- [What the exercise asks]: Can you return every one of the items below word for word, with each line unchanged?

####################

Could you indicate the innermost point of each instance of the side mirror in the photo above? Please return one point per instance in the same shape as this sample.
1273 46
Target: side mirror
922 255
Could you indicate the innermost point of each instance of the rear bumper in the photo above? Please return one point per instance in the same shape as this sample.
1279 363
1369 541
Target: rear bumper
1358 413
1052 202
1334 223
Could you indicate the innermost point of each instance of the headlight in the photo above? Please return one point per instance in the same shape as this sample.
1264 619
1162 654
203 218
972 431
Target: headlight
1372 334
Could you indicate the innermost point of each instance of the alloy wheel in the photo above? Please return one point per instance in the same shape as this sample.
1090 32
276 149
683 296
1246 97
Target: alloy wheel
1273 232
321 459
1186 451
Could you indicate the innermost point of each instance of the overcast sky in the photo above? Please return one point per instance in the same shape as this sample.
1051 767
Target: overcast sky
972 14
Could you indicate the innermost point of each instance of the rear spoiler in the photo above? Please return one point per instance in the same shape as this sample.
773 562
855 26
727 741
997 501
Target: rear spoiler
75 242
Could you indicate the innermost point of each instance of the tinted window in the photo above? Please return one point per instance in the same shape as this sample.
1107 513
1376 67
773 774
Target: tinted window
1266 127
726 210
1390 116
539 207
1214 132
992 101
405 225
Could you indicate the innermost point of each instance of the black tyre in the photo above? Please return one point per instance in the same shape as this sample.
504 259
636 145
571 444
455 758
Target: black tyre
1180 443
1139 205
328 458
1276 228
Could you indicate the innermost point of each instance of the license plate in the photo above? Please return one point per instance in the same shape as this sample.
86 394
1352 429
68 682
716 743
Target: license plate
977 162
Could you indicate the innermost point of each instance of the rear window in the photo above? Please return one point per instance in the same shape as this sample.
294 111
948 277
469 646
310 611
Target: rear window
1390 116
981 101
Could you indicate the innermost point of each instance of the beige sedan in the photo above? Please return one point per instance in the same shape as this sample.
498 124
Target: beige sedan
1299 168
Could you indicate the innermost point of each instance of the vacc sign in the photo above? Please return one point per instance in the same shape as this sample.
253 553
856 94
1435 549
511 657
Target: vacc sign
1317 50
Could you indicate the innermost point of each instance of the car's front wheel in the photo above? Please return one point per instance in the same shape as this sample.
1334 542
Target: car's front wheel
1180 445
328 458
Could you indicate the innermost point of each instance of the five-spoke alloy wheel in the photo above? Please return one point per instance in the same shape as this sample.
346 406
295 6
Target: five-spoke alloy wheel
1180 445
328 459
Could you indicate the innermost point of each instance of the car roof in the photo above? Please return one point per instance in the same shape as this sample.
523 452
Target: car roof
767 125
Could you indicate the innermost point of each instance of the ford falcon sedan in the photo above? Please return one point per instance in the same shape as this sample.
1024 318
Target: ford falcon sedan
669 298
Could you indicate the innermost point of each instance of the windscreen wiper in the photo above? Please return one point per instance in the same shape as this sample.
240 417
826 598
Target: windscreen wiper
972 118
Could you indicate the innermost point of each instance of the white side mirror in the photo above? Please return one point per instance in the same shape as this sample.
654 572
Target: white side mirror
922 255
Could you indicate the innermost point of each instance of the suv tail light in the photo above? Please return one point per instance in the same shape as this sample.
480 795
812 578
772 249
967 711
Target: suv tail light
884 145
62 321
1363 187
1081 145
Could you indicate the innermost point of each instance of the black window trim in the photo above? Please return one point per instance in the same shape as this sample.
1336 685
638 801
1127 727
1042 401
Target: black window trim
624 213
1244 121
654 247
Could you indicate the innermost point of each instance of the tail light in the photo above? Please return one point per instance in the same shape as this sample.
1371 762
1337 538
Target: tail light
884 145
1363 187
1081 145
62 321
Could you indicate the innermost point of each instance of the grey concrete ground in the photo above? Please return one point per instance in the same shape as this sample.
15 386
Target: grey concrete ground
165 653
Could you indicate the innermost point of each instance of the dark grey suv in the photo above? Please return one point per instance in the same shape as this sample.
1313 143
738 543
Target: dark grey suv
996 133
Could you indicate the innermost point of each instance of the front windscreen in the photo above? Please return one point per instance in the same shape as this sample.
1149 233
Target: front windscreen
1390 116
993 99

####################

- [Worked solution]:
Could you indicate the innermost point of each instance of the side mirror in the photo above? Please return one point per instance in the same shape as this sample.
1273 46
Target: side mirror
922 255
Could you indicate the innermost point of each instance of the rear bumper in the photo above? Please return one point per instance in the same shape as this sample.
1279 363
1369 541
Target: rear bumper
1358 413
1052 202
1334 223
Could you indicate the innermost point of each instance of the headlight in the photo above? Please return one point per instance in the same shape as this sample.
1264 619
1162 654
203 218
972 431
Target: headlight
1372 334
Could you indicate the innermost point of each instance of the alloy wheel in the photo above? Please return one point per instance in the same shape as this sample.
1090 32
276 149
683 296
1246 97
Target: alloy wheel
1273 232
321 459
1186 451
Could you indicate the innermost point of each instance of the overcast sky in the photo above? Please return one point per instance in the same shape as this sample.
1051 767
Target: overcast sky
972 14
Could you indicate the innermost point of each instance of the rear spoiler in the photo above? Please return one point per instance in the same shape as this sample.
773 562
855 26
727 741
997 501
Target: rear spoiler
75 242
Could you indicate the innermost point of each instance of the tinted window in the photo above? Please return one point per instance in the same shape as this sample.
1107 513
1376 67
773 774
Target: tinted window
1266 127
726 210
1390 116
539 207
1214 132
992 101
405 225
Could you indicate the innermost point of each instance of the black tyre in the photo above? Please return one point per instance in the same shape as this sample.
504 259
636 145
571 444
455 758
Target: black tyre
1180 443
1139 205
328 458
1276 228
Could you indicate the innermost point of each instance of the license plate in the photo above? Please return one point per instance in the same shape as this sample.
86 394
1352 429
68 682
716 743
Target: license plate
977 162
Could you indicate the innermost point of each instance of the rear window in the photo above? Please return one point per instance in the same shape as this sample.
294 111
948 277
469 646
310 611
Target: rear window
1390 116
981 101
Could you indicate the innermost point of each instance of the beige sedan in the photo above? Please return one point per instance in the same shape as this sample.
498 124
Target: beige sedan
1299 168
Could you indicate the innermost point of each instance of the vacc sign in the photo above? Please return one point per instance in the same shape as this sample.
253 553
856 94
1435 549
511 657
Target: vacc sign
1317 50
Could you indicate the innermost point of each instance of the car's front wheel in the photo above? Please return one point per instance in the same shape as this sample.
1334 542
Target: car's front wheel
1180 445
328 458
Could you indicate the innermost point of each instance of the five-spoke alloy wheel in the photo above? Please return one point per instance in the same shape as this sample.
346 406
295 6
Target: five-spoke alloy wheel
1180 445
328 459
Could you indicate the innermost point of each instance of the car roof in the photo above? Please return one point per instance in the same shape as this sample.
523 452
Target: car roof
767 125
Could you indicate the innermost point of each instance of the ford falcon sedan in the photo above? Please return one point per instance in the same shape as this sample.
1024 318
Target: ford falcon sedan
669 298
Could you indicate the innermost point of each instance of the windscreen wiper in the photo above? Please return one point per instance in the same shape as this sample.
240 417
826 598
Target: windscreen wiper
972 118
Could you indicate the innermost point of each instance of the white side mirror in the photo above? Please return one point per instance in the same shape as this sample.
654 572
Target: white side mirror
922 255
Could you indicate the innermost point of each instance of the suv tail light in the photo above? Please return one point per instance in the same shape as this sample.
480 795
812 578
772 249
967 711
Target: suv tail light
884 145
62 321
1363 187
1081 145
Could you indicate the innermost point of each instance of the black window trim in the photo above? Please return one point per instance in the same shape as this sample.
1336 685
638 801
1127 727
1042 401
Target: black window trim
624 213
1244 121
654 247
Could you indicate the innermost point of each instance of the tail light in the photo above? Please return one point per instance in the same shape as this sample.
1371 762
1337 538
Target: tail light
884 145
1363 187
1081 145
62 321
Could you indicate the innermost point of each instance of the grey concrete ground in the photo above? Please return one point per instance in the same shape as this sample.
15 386
Target: grey concrete ground
165 653
Could you indicate the innermost point of each instance of the dark grey suv in the photo above? Please return one point per instance in the same shape as this sample.
1313 143
738 543
Target: dark grey suv
996 133
Could you indicate the innermost point of each instance of the front windscreen in the photo above? Please return one point per instance in the same shape as this sample.
1149 233
Target: front windscreen
1390 116
993 99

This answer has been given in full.